Nothing should differ between your output and the entries below.

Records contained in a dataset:

# # # # # # #

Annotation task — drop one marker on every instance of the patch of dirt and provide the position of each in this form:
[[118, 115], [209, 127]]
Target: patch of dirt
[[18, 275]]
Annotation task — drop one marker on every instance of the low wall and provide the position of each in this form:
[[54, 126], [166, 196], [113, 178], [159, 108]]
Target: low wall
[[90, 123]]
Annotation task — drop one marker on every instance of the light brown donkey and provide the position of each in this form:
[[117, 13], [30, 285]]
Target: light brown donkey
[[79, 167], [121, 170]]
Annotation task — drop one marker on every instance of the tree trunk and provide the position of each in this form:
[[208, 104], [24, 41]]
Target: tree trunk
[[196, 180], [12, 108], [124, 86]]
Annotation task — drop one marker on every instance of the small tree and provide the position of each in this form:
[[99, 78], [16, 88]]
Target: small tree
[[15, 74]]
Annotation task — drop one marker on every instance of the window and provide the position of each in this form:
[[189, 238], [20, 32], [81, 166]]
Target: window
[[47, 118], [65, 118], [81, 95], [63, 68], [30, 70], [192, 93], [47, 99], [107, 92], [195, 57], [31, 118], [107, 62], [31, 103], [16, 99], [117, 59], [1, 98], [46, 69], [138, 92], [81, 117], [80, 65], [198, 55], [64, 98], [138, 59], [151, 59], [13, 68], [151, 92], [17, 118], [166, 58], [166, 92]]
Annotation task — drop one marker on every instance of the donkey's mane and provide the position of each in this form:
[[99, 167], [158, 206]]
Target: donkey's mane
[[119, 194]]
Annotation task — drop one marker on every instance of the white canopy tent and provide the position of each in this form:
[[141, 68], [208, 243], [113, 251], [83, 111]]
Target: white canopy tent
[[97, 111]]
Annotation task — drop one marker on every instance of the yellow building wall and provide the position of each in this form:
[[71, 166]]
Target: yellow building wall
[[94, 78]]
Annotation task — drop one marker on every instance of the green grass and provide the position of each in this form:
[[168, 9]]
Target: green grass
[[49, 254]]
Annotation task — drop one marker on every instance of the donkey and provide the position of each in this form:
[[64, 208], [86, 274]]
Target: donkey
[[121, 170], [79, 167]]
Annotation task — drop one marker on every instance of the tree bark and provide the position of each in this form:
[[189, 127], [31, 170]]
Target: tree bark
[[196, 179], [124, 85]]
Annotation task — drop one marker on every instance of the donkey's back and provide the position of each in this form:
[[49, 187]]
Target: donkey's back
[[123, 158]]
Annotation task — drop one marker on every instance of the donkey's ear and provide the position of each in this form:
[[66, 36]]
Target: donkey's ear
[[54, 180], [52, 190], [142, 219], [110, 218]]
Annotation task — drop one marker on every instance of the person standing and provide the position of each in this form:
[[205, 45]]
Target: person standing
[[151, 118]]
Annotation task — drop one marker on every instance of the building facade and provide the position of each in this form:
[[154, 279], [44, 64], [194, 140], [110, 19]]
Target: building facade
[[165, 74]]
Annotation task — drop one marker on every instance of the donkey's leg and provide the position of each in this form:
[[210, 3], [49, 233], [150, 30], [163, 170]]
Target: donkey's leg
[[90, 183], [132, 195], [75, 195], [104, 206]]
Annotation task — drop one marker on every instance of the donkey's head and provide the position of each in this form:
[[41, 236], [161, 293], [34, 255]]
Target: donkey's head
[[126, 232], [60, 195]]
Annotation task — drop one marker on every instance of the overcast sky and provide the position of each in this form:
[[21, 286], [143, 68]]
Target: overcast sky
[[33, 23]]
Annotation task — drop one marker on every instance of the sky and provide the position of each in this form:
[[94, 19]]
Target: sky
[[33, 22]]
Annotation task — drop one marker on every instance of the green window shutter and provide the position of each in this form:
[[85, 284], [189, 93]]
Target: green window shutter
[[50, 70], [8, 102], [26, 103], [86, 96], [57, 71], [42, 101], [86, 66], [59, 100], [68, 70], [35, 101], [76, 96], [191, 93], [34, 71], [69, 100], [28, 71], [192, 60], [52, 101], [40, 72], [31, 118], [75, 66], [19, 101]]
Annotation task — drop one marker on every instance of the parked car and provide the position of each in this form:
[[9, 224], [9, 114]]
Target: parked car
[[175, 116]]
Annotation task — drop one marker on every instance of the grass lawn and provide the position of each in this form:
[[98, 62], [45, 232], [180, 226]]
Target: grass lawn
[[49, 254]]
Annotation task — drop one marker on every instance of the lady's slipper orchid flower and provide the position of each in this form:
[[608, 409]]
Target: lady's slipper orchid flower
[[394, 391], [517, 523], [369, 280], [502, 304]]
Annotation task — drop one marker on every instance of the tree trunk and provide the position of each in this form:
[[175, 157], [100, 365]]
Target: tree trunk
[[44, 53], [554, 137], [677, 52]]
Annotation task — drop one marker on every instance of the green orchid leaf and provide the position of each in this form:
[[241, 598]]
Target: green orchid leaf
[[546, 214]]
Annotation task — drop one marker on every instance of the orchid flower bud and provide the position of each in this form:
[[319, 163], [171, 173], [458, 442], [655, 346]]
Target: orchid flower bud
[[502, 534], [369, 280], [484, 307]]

# # # # # # #

§ **EXPECTED ANSWER**
Annotation task — drop one marker on every instance of the patch of dirt and provide the position of each in this form:
[[118, 115], [209, 127]]
Target: patch of dirt
[[18, 275]]
Annotation task — drop one marker on every instance of the low wall and provide the position of each in this form:
[[54, 126], [166, 196], [113, 178], [159, 108]]
Target: low wall
[[90, 123]]
Annotation task — drop one marker on every instance of the light brown donkey and provide the position of each in this form:
[[117, 13], [30, 285]]
Target: light brown donkey
[[79, 167], [121, 170]]
Annotation task — drop one marker on every instance of the tree trunk and provide the position of each in this form:
[[208, 104], [24, 41]]
Target: tree trunk
[[196, 180], [12, 108], [124, 86]]
Annotation task — drop one marker on every instance of the small tree and provide the position of each in this form:
[[99, 78], [16, 88]]
Target: small tree
[[15, 74]]
Annotation task — drop one marker on every instance of the window and provide the position of each in this form:
[[189, 238], [20, 32], [81, 166]]
Target: window
[[47, 118], [65, 118], [81, 95], [63, 68], [30, 70], [192, 93], [47, 99], [107, 92], [195, 57], [31, 118], [107, 62], [31, 103], [16, 99], [117, 59], [1, 98], [46, 69], [138, 92], [81, 117], [80, 65], [198, 55], [64, 98], [138, 59], [151, 59], [13, 68], [151, 92], [17, 118], [166, 58], [166, 92]]
Annotation task — drop one marker on every instance of the donkey's mane and provide the position of each in this form:
[[99, 167], [158, 206]]
Target: donkey's mane
[[119, 194]]
Annotation task — drop one marker on every instance of the white canopy tent and provide the position of each in this form:
[[141, 68], [208, 243], [113, 251], [83, 111]]
Target: white canopy tent
[[97, 111]]
Annotation task — drop one marker on every instance of the yellow building wall and provide the position of each in this form:
[[71, 166]]
Target: yellow building wall
[[94, 78]]
Annotation task — drop one marker on every instance of the green grass and provide the position of each in this form:
[[168, 9]]
Target: green grass
[[49, 254]]
Annotation task — drop one marker on every instance of the donkey and provide the position of each in this form:
[[64, 208], [86, 274]]
Target: donkey
[[121, 170], [79, 167]]
Annotation task — drop one marker on every instance of the tree bark and provide the position of each in this form:
[[189, 127], [31, 170]]
Target: tree bark
[[196, 179], [124, 85]]
Annotation task — drop one marker on every instance of the donkey's back and provide the position of each in this form:
[[49, 187]]
Target: donkey's back
[[123, 158]]
Annotation task — drop one marker on every instance of the donkey's ear and provide the position of each in this form:
[[66, 36]]
Target: donkey's ear
[[54, 180], [52, 190], [142, 219], [110, 218]]
Annotation task — drop one marker on every instance of the person standing and provide the position of each in this form:
[[205, 45]]
Target: person standing
[[151, 118]]
Annotation task — drop one marker on every instance of the building facade and provide the position of each in this form:
[[154, 279], [44, 64], [194, 140], [110, 19]]
Target: building facade
[[165, 74]]
Annotation task — drop one marker on every instance of the donkey's leg and provide the position of each in this form:
[[210, 3], [49, 233], [150, 30], [163, 170]]
Target: donkey's leg
[[90, 183], [132, 195], [75, 195], [104, 206]]
Annotation task — drop one marker on every instance of the donkey's head and provide the position of each in this form:
[[41, 236], [161, 293], [34, 255]]
Target: donkey's head
[[126, 232], [60, 195]]
Annotation task — drop one marker on every instance of the overcast sky and provide the position of each in this form:
[[21, 286], [143, 68]]
Target: overcast sky
[[33, 23]]
Annotation task — drop one marker on every instance of the sky and provide the position of each in this form:
[[94, 19]]
Target: sky
[[33, 22]]
Annotation task — drop one marker on every instance of the green window shutter and provide the position of each in this form:
[[85, 284], [189, 93]]
Target: green window shutter
[[50, 70], [8, 102], [26, 103], [86, 96], [57, 71], [42, 101], [86, 66], [59, 100], [68, 70], [35, 101], [76, 96], [191, 93], [34, 71], [69, 100], [28, 71], [192, 60], [52, 101], [40, 72], [31, 118], [75, 66], [19, 101]]
Annotation task — drop one marker on every instance of the parked car and provide the position of each in this form:
[[9, 224], [9, 114]]
Target: parked car
[[175, 116]]
Annotation task — drop one marker on every instance of the grass lawn and provide the position of each in this form:
[[98, 62], [45, 232], [180, 226]]
Target: grass lawn
[[49, 254]]
Annotation task — drop one marker on every instance of the lady's slipper orchid flower and provide the position of each in this form:
[[608, 409]]
Target: lady's slipper orchid flower
[[394, 391], [517, 523], [369, 280], [502, 304]]
Annotation task — drop one marker on every instance of the tree trunk and provide the position of each in this form:
[[175, 157], [100, 365]]
Target: tree trunk
[[44, 53], [554, 137], [677, 52]]
Annotation task — drop one marker on every instance of the green orchid leaf and provide the position of each in this form:
[[241, 598]]
Target: green orchid leaf
[[546, 214]]
Annotation task — drop one marker on every instance of the orchid flower bud and provide the position of each in this form:
[[319, 163], [171, 173], [458, 442], [655, 346]]
Target: orchid flower bud
[[502, 534], [369, 280], [484, 307]]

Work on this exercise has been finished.